START ROWS
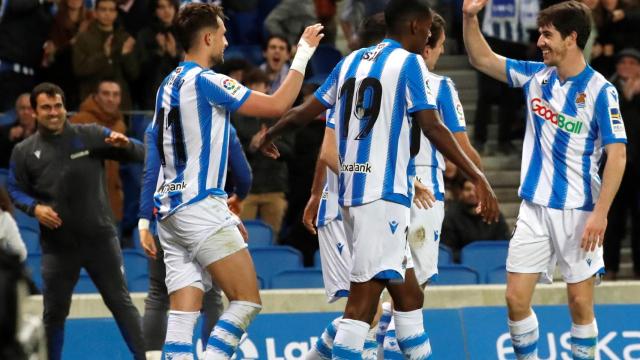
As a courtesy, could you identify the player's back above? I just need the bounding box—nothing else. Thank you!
[154,62,249,218]
[316,39,435,206]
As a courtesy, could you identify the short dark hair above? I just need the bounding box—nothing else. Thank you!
[427,12,447,49]
[384,0,431,34]
[242,68,269,86]
[358,13,387,47]
[262,34,291,52]
[29,82,65,110]
[175,3,224,51]
[538,1,591,49]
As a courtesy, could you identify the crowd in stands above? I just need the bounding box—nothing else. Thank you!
[0,0,640,288]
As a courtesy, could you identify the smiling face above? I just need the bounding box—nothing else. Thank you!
[35,93,67,134]
[264,38,291,72]
[537,25,576,66]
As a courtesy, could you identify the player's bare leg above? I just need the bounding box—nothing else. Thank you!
[505,272,540,359]
[567,277,598,359]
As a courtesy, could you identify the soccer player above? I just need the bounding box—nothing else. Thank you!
[263,0,498,359]
[153,4,323,360]
[463,0,626,359]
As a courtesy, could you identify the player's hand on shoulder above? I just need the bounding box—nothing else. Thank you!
[474,174,500,224]
[413,179,436,209]
[104,131,129,148]
[300,24,324,48]
[462,0,489,16]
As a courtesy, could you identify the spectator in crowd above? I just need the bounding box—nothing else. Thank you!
[73,0,139,110]
[0,185,27,261]
[42,0,94,109]
[71,79,127,226]
[233,69,293,237]
[473,0,539,155]
[8,83,144,360]
[264,0,318,47]
[604,48,640,280]
[0,93,36,168]
[136,0,182,109]
[260,35,291,94]
[441,178,509,260]
[0,0,54,113]
[340,0,389,50]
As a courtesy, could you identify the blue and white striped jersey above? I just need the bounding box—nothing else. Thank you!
[506,59,627,211]
[415,73,466,201]
[153,62,251,219]
[315,39,436,207]
[316,108,342,227]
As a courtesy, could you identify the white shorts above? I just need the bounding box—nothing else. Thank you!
[342,200,413,283]
[158,197,247,294]
[507,200,604,284]
[409,201,444,285]
[318,220,351,303]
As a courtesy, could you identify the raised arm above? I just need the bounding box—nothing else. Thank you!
[238,24,324,118]
[462,0,507,82]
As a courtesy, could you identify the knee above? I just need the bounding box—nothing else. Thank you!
[505,289,531,319]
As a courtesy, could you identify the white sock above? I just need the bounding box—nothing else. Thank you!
[378,318,404,360]
[571,319,598,359]
[204,301,262,360]
[332,319,369,360]
[304,316,342,360]
[162,310,200,360]
[393,309,431,359]
[362,324,378,360]
[508,310,539,360]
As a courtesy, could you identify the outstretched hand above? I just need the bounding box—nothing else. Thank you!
[462,0,489,16]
END ROWS
◆ SHORT EXERCISE ◆
Copy out the rows above with "bounding box" replaced by "enclosing rectangle" wherever it occurs, keeping everything else the same. Omit the pictures.

◆ ANSWER TO THIS PROBLEM ◆
As a courtesy, could you identify the player's back above? I just need the enclosing rectangle—nothing else. Thank you!
[154,62,249,218]
[316,39,435,206]
As a courtesy, could you identify the short dark hair above? I just need the enclosing rectangle—nothing else. Thank you!
[427,12,447,49]
[384,0,431,34]
[242,68,269,86]
[358,13,387,47]
[262,34,291,52]
[29,82,65,110]
[175,3,224,51]
[538,1,591,49]
As a courtesy, could you identify the crowd in stands above? I just need the enclosing rectangle—nothing else. Thank you!
[0,0,640,288]
As a courtesy, could you identify the smiling face above? I just need the enclosing rectangle—nothing else. Thank you!
[35,93,67,134]
[264,38,291,72]
[537,25,576,66]
As a courtesy, could you identify the player's bare leg above? I just need the enclosing rectangle—nothing else. Thank you!
[505,272,540,359]
[567,277,598,359]
As a courtesy, could you identify the soccer player above? I just need the enclosing rectangle—nothing else. Thank you!
[263,0,498,359]
[153,4,323,360]
[463,0,626,359]
As a courtesy, could you identify the player's hand on shoulder above? I just need the enclosing rectangle—nothing else. Thank you!
[474,174,500,224]
[413,179,436,209]
[104,131,129,148]
[300,24,324,48]
[462,0,489,16]
As a courtesy, could you identify the spectator in crowd above? I just need the enclosing rectangle—nothing else. Thank you!
[73,0,139,110]
[0,185,27,261]
[42,0,94,109]
[71,79,127,226]
[233,69,293,237]
[473,0,539,155]
[8,83,144,360]
[264,0,318,47]
[604,48,640,280]
[0,93,36,168]
[136,0,182,109]
[260,35,291,94]
[441,178,509,260]
[0,0,54,113]
[340,0,389,50]
As a courtesy, could you identify the blue and white striped jersey above? I just need the enclosing rectangle—nothing else. Thank you!
[506,59,627,211]
[415,73,466,201]
[153,62,251,219]
[315,39,436,207]
[316,108,342,227]
As a courtesy, could you identify the white shorts above? I just need the enclosing rectangle—nothing else. Thank you!
[342,200,413,283]
[158,197,247,294]
[507,200,604,284]
[409,201,444,285]
[318,220,351,303]
As a courtesy, could you identify the raised arm above? I just need the enclosing rectangle—nothing else. Thank you!
[238,24,324,118]
[462,0,507,82]
As a courtesy, could you identify the knee above? I just need the enclosing rectangle—nothing else. Thank you!
[505,289,531,319]
As a courtesy, could you identify the white sock above? I just need the enclosing rectangle—nothing else. Thank you!
[378,318,404,360]
[571,319,598,359]
[204,301,262,360]
[332,319,369,360]
[304,316,342,360]
[162,310,200,360]
[393,309,431,359]
[362,324,378,360]
[508,310,539,360]
As a courtesy, could you identify the outstretched hand above? I just need the enclosing rectangle—nothing else. Thank you!
[462,0,489,16]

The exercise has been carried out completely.